* _Action item A_
List the behaviors that the last paragraph of the post on HIV and concurrent partnerships says will keep a person from ever getting an STI.
* _Action item B_
For each statement, say yes or no depending on whether it agrees with the post on HIV and concurrent partnerships, and quote the words that decide it. (i) The study simulated HIV spread with a mathematical model. (ii) The abstract says the role of concurrent partnerships and early high infectiousness has already been scientifically investigated. (iii) The commenter finds the mathematical model more credible than surveying transmissions.
* _Action item C_
Please copy the post on HIV and concurrent partnerships word for word, everything from "The models show" down to "transmissions. Makes sense.".

------ Text section

From an abstract:
The combination of long-term concurrent sexual partnerships and high infectiousness early in HIV infection has been suggested as a key driver of the extensive spread of HIV in general populations in sub-Saharan Africa, but this has never been scientifically investigated.
Really? Call me skeptical, but okay, let's take him at his word.
We use a mathematical model to simulate HIV spreading on sexual networks with different amounts of concurrency.
A mathematical model, as opposed to an actual survey? Hmm...
The models show that if HIV infectiousness is constant over the duration of infection, the amount of concurrency has much less influence on HIV spread compared to when infectiousness varies over three stages of infection with high infectiousness in the first months.
So people sleeping around helps get the ball rolling on an AIDS epidemic, but less so as husbands pass it on to their wives and mothers to their babies. That makes sense.
The proportion of transmissions during primary infection is sensitive to the amount of concurrency
The more people sleep around in the early wave of the infections, the greater the proportion of transmissions. Makes sense.
He seems to be saying there's a certain degree of influence, especially in the first wave of transmissions, but concurrent partnerships have less influence in subsequent waves.
But it's done with a mathematical model. All well and good, but I find it less credible than actually surveying transmissions.
All these studies amuse me because they typically confirm what so-cons know: if you don't sleep around, don't do drugs, reserve sex for marriage and stay faithful, you will never get an STI. It's so blindingly obvious, but public health officials don't seem to want to state it because it's not political correctness. They want to work with people's weaknesses, which is what gets them in trouble in the first place, instead of helping them to be strong and resist all these temptations.

------------
------ Raw data

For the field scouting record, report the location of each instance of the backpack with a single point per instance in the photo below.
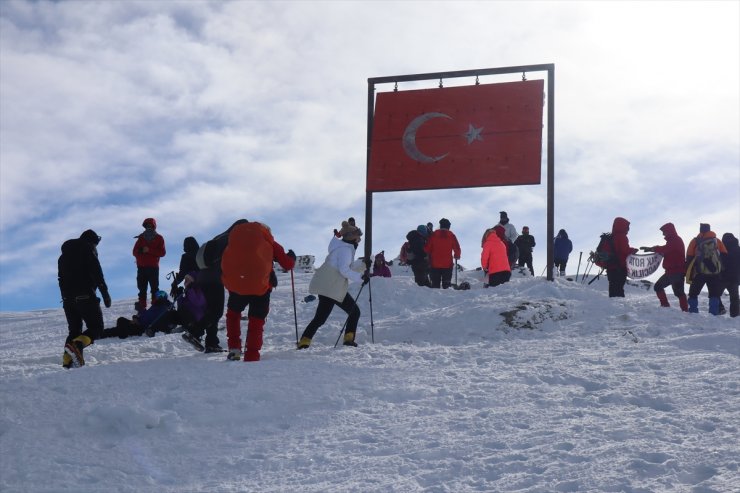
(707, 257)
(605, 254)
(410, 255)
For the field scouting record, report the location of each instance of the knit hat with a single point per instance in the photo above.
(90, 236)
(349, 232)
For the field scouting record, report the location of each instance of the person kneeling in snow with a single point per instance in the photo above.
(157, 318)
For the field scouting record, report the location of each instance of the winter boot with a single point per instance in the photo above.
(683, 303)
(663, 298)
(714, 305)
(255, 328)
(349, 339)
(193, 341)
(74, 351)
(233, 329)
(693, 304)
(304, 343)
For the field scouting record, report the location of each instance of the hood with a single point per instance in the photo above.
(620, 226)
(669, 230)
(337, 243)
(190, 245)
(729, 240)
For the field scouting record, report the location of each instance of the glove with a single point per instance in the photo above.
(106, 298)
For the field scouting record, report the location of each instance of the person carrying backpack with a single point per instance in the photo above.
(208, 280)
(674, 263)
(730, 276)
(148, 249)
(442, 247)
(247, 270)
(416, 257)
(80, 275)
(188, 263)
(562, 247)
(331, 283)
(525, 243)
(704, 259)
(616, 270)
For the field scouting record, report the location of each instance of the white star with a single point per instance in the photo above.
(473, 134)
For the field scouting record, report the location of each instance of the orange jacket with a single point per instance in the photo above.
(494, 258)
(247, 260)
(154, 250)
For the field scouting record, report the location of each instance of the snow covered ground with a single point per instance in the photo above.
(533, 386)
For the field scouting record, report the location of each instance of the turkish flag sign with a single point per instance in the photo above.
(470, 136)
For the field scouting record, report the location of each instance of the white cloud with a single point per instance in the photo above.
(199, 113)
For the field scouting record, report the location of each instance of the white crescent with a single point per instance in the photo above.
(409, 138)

------------
------ Raw data

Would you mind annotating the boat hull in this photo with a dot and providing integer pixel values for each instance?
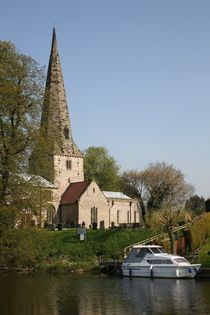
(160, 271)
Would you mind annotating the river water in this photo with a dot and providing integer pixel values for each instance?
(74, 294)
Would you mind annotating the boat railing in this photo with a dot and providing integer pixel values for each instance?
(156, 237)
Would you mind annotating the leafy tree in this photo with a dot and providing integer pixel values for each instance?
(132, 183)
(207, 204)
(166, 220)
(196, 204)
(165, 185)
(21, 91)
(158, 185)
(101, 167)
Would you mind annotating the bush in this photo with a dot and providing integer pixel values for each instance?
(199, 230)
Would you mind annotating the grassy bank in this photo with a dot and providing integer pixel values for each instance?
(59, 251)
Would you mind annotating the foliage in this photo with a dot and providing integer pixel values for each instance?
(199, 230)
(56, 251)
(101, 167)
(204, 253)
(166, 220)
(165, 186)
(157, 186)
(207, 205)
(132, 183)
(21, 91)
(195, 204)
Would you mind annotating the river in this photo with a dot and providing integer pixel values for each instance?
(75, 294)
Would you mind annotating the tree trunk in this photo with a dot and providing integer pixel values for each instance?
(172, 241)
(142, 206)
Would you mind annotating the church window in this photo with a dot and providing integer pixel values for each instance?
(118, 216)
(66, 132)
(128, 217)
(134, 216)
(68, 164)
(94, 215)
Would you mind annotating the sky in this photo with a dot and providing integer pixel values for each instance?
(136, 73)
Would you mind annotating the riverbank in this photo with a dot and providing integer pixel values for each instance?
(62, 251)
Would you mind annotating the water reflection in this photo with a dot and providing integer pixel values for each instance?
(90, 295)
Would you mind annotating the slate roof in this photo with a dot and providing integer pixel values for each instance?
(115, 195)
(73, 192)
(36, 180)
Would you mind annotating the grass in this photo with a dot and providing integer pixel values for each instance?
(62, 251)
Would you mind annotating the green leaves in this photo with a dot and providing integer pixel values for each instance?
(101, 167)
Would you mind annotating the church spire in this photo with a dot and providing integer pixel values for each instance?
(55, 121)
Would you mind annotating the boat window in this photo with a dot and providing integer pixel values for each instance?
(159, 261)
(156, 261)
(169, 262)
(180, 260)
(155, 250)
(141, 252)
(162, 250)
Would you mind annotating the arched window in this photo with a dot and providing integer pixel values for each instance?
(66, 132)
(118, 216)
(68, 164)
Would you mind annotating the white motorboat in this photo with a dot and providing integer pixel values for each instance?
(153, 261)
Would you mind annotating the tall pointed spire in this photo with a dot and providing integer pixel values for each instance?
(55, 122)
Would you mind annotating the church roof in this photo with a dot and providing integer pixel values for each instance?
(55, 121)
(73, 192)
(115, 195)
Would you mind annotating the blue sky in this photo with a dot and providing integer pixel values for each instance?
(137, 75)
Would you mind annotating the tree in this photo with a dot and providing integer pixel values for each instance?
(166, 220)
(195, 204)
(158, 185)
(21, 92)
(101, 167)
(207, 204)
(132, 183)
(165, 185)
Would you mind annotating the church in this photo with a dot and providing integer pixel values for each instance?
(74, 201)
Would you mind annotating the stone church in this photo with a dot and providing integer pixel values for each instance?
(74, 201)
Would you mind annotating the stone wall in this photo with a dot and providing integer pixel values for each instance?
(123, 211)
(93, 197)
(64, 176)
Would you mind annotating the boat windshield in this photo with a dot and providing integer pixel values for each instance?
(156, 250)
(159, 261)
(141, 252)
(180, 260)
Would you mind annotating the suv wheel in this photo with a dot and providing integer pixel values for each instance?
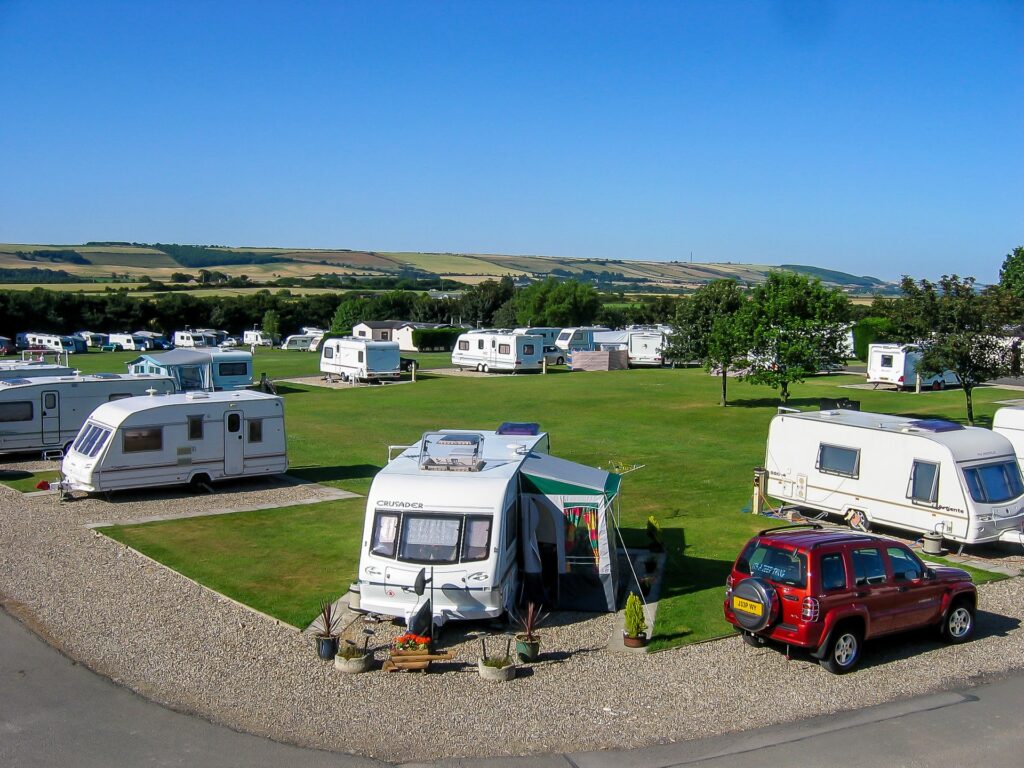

------------
------ Raw data

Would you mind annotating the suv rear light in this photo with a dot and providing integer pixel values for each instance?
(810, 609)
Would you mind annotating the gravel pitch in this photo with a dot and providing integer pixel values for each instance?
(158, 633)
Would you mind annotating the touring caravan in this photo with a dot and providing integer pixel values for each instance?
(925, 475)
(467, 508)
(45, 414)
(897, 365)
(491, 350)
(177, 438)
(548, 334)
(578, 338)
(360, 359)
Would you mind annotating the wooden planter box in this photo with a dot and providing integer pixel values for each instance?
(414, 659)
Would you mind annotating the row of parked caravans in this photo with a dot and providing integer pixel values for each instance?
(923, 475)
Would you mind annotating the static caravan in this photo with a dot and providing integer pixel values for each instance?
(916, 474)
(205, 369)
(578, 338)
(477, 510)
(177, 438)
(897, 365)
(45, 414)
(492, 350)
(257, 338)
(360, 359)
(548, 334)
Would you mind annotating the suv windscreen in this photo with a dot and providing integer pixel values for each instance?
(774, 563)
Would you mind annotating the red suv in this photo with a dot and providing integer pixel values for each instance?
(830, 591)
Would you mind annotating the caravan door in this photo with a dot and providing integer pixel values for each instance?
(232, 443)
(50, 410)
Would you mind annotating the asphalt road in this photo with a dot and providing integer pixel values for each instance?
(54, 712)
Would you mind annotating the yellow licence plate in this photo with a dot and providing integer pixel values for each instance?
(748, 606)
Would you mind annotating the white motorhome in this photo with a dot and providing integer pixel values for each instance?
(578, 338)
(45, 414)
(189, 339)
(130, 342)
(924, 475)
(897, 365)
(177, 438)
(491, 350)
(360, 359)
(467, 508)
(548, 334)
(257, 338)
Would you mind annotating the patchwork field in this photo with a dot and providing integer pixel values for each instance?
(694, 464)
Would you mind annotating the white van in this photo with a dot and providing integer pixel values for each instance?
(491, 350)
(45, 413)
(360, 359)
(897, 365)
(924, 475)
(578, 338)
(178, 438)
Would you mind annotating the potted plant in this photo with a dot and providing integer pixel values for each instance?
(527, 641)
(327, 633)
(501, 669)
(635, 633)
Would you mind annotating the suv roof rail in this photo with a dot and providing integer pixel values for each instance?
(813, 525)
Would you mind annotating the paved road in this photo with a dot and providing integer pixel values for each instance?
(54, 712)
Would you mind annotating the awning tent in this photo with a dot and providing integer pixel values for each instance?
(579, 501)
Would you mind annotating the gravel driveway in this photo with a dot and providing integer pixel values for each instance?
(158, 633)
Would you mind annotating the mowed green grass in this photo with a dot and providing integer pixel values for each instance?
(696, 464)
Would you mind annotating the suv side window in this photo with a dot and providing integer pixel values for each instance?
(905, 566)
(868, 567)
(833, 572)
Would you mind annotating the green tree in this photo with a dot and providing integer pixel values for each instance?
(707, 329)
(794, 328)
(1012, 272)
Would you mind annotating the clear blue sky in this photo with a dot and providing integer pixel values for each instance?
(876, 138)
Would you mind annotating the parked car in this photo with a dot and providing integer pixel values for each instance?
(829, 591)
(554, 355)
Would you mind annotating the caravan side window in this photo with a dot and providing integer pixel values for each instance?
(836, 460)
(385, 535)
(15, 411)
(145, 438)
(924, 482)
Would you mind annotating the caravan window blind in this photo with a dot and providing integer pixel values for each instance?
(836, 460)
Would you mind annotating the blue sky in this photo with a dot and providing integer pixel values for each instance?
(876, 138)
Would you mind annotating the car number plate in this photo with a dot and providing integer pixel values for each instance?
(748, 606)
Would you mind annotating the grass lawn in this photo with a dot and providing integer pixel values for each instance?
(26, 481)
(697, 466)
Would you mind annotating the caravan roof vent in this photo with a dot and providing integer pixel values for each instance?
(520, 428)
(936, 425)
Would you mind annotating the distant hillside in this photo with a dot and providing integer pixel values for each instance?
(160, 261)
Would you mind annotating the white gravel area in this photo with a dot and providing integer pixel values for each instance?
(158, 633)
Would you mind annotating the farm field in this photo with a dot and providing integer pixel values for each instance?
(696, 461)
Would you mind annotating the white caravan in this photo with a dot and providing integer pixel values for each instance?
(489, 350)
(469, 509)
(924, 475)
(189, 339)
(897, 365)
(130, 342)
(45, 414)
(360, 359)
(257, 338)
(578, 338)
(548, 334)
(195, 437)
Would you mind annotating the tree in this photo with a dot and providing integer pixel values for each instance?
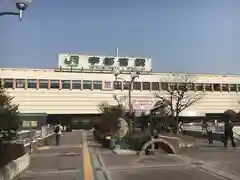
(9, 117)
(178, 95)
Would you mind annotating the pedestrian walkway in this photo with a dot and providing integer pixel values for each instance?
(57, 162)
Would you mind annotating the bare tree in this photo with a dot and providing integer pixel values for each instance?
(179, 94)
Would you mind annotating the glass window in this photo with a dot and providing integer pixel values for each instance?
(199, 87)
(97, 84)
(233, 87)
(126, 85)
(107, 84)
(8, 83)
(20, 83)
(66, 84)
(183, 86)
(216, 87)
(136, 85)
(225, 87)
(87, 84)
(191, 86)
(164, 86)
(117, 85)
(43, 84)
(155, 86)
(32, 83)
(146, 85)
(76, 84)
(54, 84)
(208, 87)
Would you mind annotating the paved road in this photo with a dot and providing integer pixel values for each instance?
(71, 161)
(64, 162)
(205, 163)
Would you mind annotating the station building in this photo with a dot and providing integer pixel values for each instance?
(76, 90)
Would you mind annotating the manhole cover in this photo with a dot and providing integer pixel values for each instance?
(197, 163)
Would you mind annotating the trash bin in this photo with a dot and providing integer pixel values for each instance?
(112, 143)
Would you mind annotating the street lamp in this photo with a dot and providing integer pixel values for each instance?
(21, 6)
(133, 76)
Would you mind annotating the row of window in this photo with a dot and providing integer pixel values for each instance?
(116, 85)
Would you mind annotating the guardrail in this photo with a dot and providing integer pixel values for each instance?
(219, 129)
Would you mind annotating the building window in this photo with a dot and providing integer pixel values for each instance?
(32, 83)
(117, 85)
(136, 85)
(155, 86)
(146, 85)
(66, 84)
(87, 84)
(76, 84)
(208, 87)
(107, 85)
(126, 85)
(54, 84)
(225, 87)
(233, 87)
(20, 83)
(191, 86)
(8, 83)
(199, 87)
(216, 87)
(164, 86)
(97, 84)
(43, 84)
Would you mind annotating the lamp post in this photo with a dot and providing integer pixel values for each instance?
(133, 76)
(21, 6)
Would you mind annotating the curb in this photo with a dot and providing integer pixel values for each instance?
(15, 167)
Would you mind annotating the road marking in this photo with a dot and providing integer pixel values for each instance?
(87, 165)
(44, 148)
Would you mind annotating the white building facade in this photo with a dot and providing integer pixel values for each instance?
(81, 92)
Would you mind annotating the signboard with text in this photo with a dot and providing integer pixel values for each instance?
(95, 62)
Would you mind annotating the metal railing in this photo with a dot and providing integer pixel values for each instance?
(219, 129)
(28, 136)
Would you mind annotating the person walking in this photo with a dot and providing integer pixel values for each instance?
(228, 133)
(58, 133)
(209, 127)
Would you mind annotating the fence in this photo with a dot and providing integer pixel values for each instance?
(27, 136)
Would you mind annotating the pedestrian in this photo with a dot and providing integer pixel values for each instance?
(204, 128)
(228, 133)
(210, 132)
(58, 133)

------------

* _Reply A_
- Not sleeping around
- Not doing drugs
- Reserving sex for marriage
- Staying faithful

* _Reply B_
(i) Yes: "We use a mathematical model to simulate HIV spreading on sexual networks with different amounts of concurrency."
(ii) No: "but this has never been scientifically investigated."
(iii) No: "I find it less credible than actually surveying transmissions."

* _Reply C_
The models show that if HIV infectiousness is constant over the duration of infection, the amount of concurrency has much less influence on HIV spread compared to when infectiousness varies over three stages of infection with high infectiousness in the first months.
So people sleeping around helps get the ball rolling on an AIDS epidemic, but less so as husbands pass it on to their wives and mothers to their babies. That makes sense.
The proportion of transmissions during primary infection is sensitive to the amount of concurrency
The more people sleep around in the early wave of the infections, the greater the proportion of transmissions. Makes sense.